Task — Working from the listing below, set down every line exactly.

Supplied data —
*-*-*

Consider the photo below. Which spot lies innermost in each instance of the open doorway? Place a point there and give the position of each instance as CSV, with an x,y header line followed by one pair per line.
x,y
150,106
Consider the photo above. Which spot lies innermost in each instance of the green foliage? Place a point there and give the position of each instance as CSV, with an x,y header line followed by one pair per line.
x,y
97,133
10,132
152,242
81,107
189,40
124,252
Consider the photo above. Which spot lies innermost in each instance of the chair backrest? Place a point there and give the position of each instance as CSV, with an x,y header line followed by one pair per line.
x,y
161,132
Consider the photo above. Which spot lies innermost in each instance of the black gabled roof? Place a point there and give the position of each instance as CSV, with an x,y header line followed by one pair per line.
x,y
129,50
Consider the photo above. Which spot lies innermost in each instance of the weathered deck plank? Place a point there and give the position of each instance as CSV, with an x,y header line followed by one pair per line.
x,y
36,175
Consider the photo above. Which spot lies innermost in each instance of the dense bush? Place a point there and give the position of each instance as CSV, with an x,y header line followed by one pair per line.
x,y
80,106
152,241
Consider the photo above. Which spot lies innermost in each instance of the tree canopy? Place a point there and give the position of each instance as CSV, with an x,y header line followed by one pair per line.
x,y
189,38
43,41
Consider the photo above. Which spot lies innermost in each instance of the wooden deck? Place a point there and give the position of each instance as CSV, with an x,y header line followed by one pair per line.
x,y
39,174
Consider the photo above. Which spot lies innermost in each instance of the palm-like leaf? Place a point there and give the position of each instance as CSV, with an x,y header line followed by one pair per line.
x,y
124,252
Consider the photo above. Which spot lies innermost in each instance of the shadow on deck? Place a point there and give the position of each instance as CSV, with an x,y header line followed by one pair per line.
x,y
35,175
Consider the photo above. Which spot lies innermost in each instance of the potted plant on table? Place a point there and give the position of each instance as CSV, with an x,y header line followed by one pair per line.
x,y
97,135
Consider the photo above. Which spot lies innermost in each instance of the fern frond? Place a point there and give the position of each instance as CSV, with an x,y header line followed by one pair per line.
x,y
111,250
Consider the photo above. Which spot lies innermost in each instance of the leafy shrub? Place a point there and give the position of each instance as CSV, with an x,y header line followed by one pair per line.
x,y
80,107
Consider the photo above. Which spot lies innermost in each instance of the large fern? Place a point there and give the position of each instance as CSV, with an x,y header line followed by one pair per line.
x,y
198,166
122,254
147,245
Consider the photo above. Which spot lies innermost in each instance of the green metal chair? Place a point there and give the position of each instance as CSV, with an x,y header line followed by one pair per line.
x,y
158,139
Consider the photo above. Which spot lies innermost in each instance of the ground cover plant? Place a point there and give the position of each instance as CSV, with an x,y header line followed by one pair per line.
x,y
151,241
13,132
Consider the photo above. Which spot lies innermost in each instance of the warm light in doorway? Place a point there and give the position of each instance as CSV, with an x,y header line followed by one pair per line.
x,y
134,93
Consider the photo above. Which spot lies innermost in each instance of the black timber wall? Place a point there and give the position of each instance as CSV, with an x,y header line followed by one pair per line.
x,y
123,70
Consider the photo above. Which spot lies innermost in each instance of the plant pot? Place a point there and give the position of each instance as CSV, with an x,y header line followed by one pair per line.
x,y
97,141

*-*-*

Answer section —
Consider the photo below. Which spot lies innermost in each instance of the open doorway? Place a point there and give the position of each instance as CSV, with an x,y header line followed by one pair per line.
x,y
150,106
Consider the photo above. Which spot lies innermost in each instance of the green foliage? Place a point there and give the position of each instance as CSV, with an x,y header line followed by one pair per line.
x,y
97,133
10,132
152,242
81,107
189,40
124,252
Consider the photo above. Which spot lies innermost in each instance of the chair backrest? Place a point there and give the position of each instance as CSV, with an x,y header line followed by one pair per line.
x,y
161,132
Consider the photo above. Which spot lies innermost in each instance of the black gabled roof? Place a point there and give the position of each instance as CSV, with an x,y header line followed by one pair per line.
x,y
129,50
Consider the photo above. Which spot lies innermost in each instance of the weathered deck plank? Place a point there and give the position of each instance as CSV, with an x,y header line followed by one pair per line.
x,y
36,175
Consider the photo above. Which spot lies innermost in each instance of the dense bush? Place a point there and give the position of each instance as CSV, with an x,y header line followed by one pair per line.
x,y
80,106
152,241
Consider the photo above. Which spot lies innermost in each instance of the tree canopy? Place a point there and give the position of each instance as CSV, with an x,y header line followed by one pair per line.
x,y
189,38
43,41
Consider the photo above. Which spot lies innermost in each instance of the wooden deck? Place a point there and give the position of each instance as CSV, with an x,y header line followed by one pair per line.
x,y
39,174
Consider the photo above. Which spot lies innermost in each instance of the palm-like leaf? Place a point there and give the position of each instance as CSV, with an x,y header line followed by one pair per line.
x,y
124,252
Consider the photo above. Which spot lies innermost in each instance of the shadow on deck? Place a point there and give the position of each instance as CSV, with an x,y header line followed by one pair per line.
x,y
35,175
Consider the photo above. Which spot lies innermost in each instance of the potted plant on table? Place a point there and give the position of each instance as CSV, with an x,y header line followed by one pair per line.
x,y
97,135
Consider the photo above. Which spot lies innermost in each instance of the fern frond? Place a point there and give the position of each instance as CSV, with an x,y header line followed by one pair per line.
x,y
111,250
Consider the photo above. Which spot lies innermost in each instance of the leafy shrub? Place a point there and give the position of each instance as CSV, with an x,y header line followed by one pair per line.
x,y
80,107
Consider the photo above. Which spot lies innermost in each instance of the large fern? Place a point there and give the position of each instance as CSV, with an x,y header line followed by one pair per line.
x,y
198,166
122,254
147,245
Consider the photo above. Which spot lies innermost in each instance of the green metal chair? Place a point there and give the position of each instance as CSV, with an x,y header line followed by one pair per line.
x,y
158,139
Consider the photo above. Which spot lies innermost in each instance of the ground cover plant? Place a point there and give the position of each instance as CSV, with an x,y header line followed by one pair per line.
x,y
151,241
13,132
Consider the photo above. Which spot lies innermost in each instance of the warm light in doorway? Place a point there and give the position of each instance as CSV, with an x,y header line followed by one pair per line.
x,y
134,93
Consider the photo above. Which spot lies innermost in each instance of the black timber wall? Place a point there and give the position of each instance as CSV, with an x,y header line followed by one pair per line.
x,y
123,70
Consider the photo above. Which spot lies innermost in each instance of the plant pot? Place a point there and give the position of each instance as CSV, with an x,y header line followed by one pair per line.
x,y
97,141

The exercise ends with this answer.